* TASK REQUIREMENTS *
Format the records below as a JSON list of strings with one string for each line, leaving out any blank lines.

* Dataset excerpt *
▽
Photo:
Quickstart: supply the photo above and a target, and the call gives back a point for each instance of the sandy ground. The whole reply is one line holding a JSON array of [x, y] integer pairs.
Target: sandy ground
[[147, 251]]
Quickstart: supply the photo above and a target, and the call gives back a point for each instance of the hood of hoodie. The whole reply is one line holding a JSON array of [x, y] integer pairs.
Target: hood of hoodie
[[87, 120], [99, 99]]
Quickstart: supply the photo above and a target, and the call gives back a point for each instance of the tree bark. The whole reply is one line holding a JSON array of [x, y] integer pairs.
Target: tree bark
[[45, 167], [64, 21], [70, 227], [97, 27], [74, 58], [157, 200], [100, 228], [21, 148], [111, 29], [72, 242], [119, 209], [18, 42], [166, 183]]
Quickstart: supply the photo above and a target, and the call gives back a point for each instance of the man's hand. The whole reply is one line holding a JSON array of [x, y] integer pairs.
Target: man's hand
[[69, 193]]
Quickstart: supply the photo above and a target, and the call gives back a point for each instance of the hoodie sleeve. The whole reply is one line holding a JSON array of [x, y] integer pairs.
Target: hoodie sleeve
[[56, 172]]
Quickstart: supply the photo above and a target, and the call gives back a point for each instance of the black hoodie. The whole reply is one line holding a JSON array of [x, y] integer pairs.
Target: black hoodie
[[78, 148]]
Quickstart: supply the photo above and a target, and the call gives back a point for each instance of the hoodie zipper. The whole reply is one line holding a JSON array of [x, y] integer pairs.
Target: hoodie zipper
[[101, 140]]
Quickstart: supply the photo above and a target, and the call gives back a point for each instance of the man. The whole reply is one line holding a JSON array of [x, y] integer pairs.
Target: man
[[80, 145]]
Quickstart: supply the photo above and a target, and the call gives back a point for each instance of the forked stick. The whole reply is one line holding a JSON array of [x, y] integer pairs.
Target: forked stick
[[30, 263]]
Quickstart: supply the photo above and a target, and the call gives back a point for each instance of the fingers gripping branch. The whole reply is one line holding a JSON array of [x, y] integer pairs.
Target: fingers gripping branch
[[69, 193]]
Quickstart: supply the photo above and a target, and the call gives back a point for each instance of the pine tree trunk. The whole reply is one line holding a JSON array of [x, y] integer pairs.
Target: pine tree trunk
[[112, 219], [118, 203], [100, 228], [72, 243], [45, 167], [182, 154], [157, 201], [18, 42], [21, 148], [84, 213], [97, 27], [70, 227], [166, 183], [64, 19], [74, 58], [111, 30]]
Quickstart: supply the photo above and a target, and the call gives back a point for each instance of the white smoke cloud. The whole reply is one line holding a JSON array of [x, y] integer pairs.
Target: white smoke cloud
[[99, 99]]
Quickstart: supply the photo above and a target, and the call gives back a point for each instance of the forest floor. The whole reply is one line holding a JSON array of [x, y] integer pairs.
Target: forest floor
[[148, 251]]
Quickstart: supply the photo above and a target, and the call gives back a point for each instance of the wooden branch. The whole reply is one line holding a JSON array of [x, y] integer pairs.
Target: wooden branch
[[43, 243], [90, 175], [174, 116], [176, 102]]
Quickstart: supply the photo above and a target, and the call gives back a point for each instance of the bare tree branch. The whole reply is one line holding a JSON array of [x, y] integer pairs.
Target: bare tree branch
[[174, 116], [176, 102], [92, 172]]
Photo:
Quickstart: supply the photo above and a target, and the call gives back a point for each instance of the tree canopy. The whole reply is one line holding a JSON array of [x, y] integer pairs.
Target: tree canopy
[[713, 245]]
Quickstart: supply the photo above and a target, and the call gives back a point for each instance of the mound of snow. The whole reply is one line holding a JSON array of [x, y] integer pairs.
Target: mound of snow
△
* ANSWER TO THIS PROBLEM *
[
  "Photo:",
  "Quickstart: supply the photo above and a target, and the call gives back a point for each instance of the sandy ground. The whole reply is one line holding a JSON array of [x, y] integer pairs.",
  "Target: sandy ground",
  "[[147, 251]]",
  "Quickstart: supply the photo above and a target, and the call gives back a point for each instance of the hood of hoodie. The whole reply is one line holding a JSON array of [x, y] integer pairs.",
  "Target: hood of hoodie",
  "[[87, 120], [99, 99]]",
  "Quickstart: supply the photo above and a target, and the call gives back a point for each instance of the tree bark. The whole reply is one line holding a JSON array of [x, y] integer pairs.",
  "Target: tree bark",
  "[[45, 167], [64, 21], [70, 227], [97, 27], [74, 58], [157, 200], [100, 228], [21, 148], [111, 29], [72, 242], [119, 209], [18, 42], [166, 183]]",
  "Quickstart: supply the photo above and a target, and the call gives back a point for each instance of the man's hand. The whole reply is one line holding a JSON array of [x, y] integer pairs.",
  "Target: man's hand",
  "[[69, 193]]",
  "Quickstart: supply the photo above and a target, and the call gives back a point for each instance of the hoodie sleeve. The whole reply is one line holding a JSON array of [x, y] integer pairs.",
  "Target: hoodie sleeve",
  "[[56, 172]]",
  "Quickstart: supply the photo above and a target, and the call gives back a point for each instance of the black hoodie. The whole reply is one line holding a JSON array of [x, y] integer pairs.",
  "Target: black hoodie",
  "[[78, 148]]",
  "Quickstart: supply the photo above and a target, and the call gives back a point for each instance of the hoodie zipper. The whole reply is one line holding a JSON array of [x, y] integer pairs.",
  "Target: hoodie zipper",
  "[[101, 140]]",
  "Quickstart: supply the photo above and a target, and the call gives back a point for each instance of the man. The whole reply is one line holding a JSON array of [x, y] integer pairs.",
  "Target: man",
  "[[80, 145]]",
  "Quickstart: supply the photo above and a target, and the call gives back a point for each instance of the forked stick. The whole reply is one line holding a JSON array of [x, y] integer pairs.",
  "Target: forked stick",
  "[[30, 263]]",
  "Quickstart: supply the photo above and a target, and the call gives back a point for each instance of the fingers gripping branch. The whole reply is one line holding a JSON array of [x, y] integer pairs.",
  "Target: fingers gripping branch",
  "[[69, 193]]",
  "Quickstart: supply the photo above and a target, and the call gives back a point for each instance of the pine tree trunk. The whole reply is one line holding a JSON array of [x, y] integer pairs.",
  "Target: pine tree trunk",
  "[[112, 219], [118, 203], [100, 228], [72, 243], [45, 167], [182, 154], [157, 201], [18, 42], [21, 148], [84, 213], [97, 27], [70, 227], [166, 183], [64, 19], [74, 58], [111, 30]]",
  "Quickstart: supply the photo above and a target, and the call gives back a point for each instance of the white smoke cloud. The whole reply is one line holding a JSON array of [x, y] integer pairs.",
  "Target: white smoke cloud",
  "[[99, 99]]",
  "Quickstart: supply the photo above and a target, and the call gives back a point for each instance of the forest floor. The whole reply is one line holding a JSON array of [x, y] integer pairs.",
  "Target: forest floor",
  "[[148, 251]]",
  "Quickstart: supply the photo above and a target, and the call gives back a point for each instance of the wooden branch. The whole reply is one line holding a JSON array of [x, y] integer pairs.",
  "Target: wooden branch",
  "[[43, 243], [90, 175], [174, 116], [176, 102]]",
  "Quickstart: supply the photo above and a target, and the call gives back a point for each instance of the bare tree branch. The whole reply is one line holding a JSON array of [x, y] integer pairs.",
  "Target: bare tree branch",
  "[[174, 116], [176, 102], [92, 172]]",
  "Photo:",
  "Quickstart: supply the photo above and a target, and the call gives back a point for each instance of the tree canopy. The whole reply is one line holding a JSON array of [x, y] integer pairs.",
  "Target: tree canopy",
  "[[713, 245]]",
  "Quickstart: supply the photo above and a target, and the call gives back a point for each instance of the mound of snow. The whole reply is one line holding a JSON array of [x, y] integer pairs.",
  "Target: mound of snow"
]